(Dataset entries)
---*---

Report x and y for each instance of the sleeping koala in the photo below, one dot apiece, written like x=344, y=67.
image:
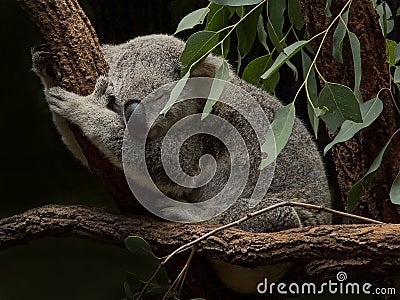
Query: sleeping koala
x=141, y=66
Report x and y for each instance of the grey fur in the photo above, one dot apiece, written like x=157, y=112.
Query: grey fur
x=142, y=65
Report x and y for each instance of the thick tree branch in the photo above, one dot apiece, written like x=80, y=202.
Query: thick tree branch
x=339, y=243
x=77, y=65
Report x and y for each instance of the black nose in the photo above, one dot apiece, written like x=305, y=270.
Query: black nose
x=129, y=107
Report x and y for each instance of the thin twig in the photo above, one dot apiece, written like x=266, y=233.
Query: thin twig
x=181, y=276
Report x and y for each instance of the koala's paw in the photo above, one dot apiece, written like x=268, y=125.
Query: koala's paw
x=41, y=61
x=62, y=102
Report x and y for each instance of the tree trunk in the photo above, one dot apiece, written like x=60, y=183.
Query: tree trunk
x=353, y=158
x=77, y=65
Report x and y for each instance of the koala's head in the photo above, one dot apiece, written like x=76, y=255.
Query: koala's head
x=144, y=64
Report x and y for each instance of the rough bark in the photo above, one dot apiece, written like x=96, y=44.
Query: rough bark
x=77, y=64
x=353, y=158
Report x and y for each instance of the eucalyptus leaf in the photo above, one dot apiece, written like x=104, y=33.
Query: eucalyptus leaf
x=356, y=52
x=252, y=73
x=391, y=45
x=395, y=190
x=396, y=77
x=397, y=53
x=358, y=188
x=341, y=103
x=218, y=17
x=262, y=34
x=256, y=68
x=194, y=18
x=370, y=110
x=236, y=2
x=198, y=46
x=176, y=91
x=250, y=29
x=339, y=35
x=273, y=36
x=385, y=15
x=284, y=56
x=217, y=88
x=278, y=134
x=137, y=245
x=276, y=11
x=295, y=14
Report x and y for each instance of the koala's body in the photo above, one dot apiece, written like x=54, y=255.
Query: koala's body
x=144, y=64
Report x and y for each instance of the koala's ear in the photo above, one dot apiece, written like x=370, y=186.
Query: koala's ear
x=209, y=67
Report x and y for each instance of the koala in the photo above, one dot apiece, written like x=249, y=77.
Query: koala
x=141, y=66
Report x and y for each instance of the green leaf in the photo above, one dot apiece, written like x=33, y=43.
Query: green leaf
x=284, y=56
x=236, y=2
x=217, y=88
x=312, y=91
x=327, y=8
x=218, y=17
x=262, y=34
x=338, y=37
x=278, y=134
x=276, y=11
x=250, y=30
x=395, y=190
x=370, y=110
x=295, y=14
x=341, y=103
x=198, y=46
x=176, y=91
x=355, y=50
x=396, y=77
x=254, y=70
x=194, y=18
x=397, y=53
x=358, y=188
x=391, y=46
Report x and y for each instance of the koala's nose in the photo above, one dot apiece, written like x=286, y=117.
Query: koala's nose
x=129, y=107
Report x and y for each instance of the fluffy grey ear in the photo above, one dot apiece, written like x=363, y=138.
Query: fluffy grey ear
x=209, y=67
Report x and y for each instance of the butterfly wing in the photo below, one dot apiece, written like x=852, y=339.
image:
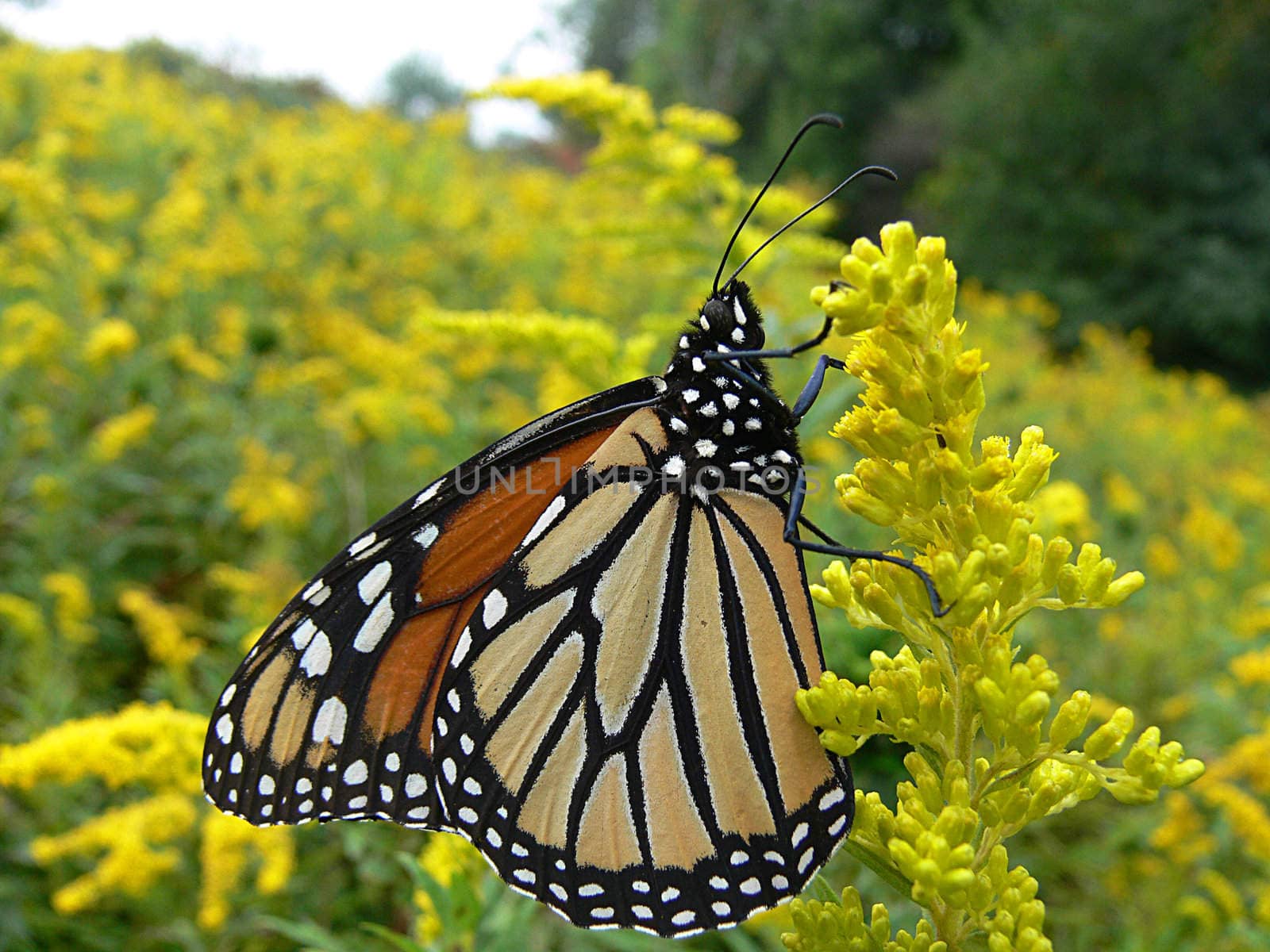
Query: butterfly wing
x=619, y=733
x=330, y=715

---*---

ACTIVITY: The required answer is the run of lines above, starting at the line with "Query: black nose" and ending at the line with "Report x and y for each instance of the green", reproduced exactly with both ends.

OUTPUT OF THE EXERCISE:
Query: black nose
x=129, y=107
Report x and y for each instance of the thin twig in the photo above, one dot apiece, written like x=266, y=233.
Query: thin twig
x=181, y=276
Report x and y for each instance of the koala's paw in the photo above, one dot apiece, written like x=268, y=125.
Query: koala's paw
x=41, y=61
x=62, y=102
Report x and y for each instance of the tree trunk in the photo above, one dot apiece, written like x=60, y=183.
Query: tree trunk
x=353, y=158
x=77, y=65
Report x and y for each instance of the koala's head in the photo above, one dot apiece, written like x=76, y=255.
Query: koala's head
x=144, y=64
Report x and y for each instance of the rough bark in the photo above, one dot apiece, written like x=96, y=44.
Query: rough bark
x=77, y=64
x=353, y=158
Report x and y for each instance of the eucalyptus leaf in the photo above, one dot apiece, written like x=104, y=33.
Query: eucalyptus leaf
x=356, y=52
x=252, y=73
x=391, y=45
x=395, y=190
x=396, y=77
x=397, y=53
x=358, y=188
x=341, y=103
x=218, y=17
x=262, y=34
x=256, y=68
x=194, y=18
x=370, y=110
x=236, y=2
x=198, y=46
x=176, y=91
x=250, y=29
x=339, y=35
x=273, y=36
x=385, y=15
x=284, y=56
x=217, y=88
x=278, y=134
x=137, y=245
x=276, y=11
x=295, y=14
Report x and y for each instance of the koala's body in the photo above, one dot apiece, written like x=54, y=255.
Query: koala's body
x=144, y=64
Report x and y for each instance of the koala's ear in the photo above, one dot apiece, written like x=370, y=186.
Query: koala's ear
x=209, y=67
Report x and y for each instance of the koala in the photo above, one dot apiece, written like x=249, y=77.
Query: koala
x=141, y=66
Report x and y for each instance of the green leaf in the photo above, one dot apiece, written like x=33, y=43.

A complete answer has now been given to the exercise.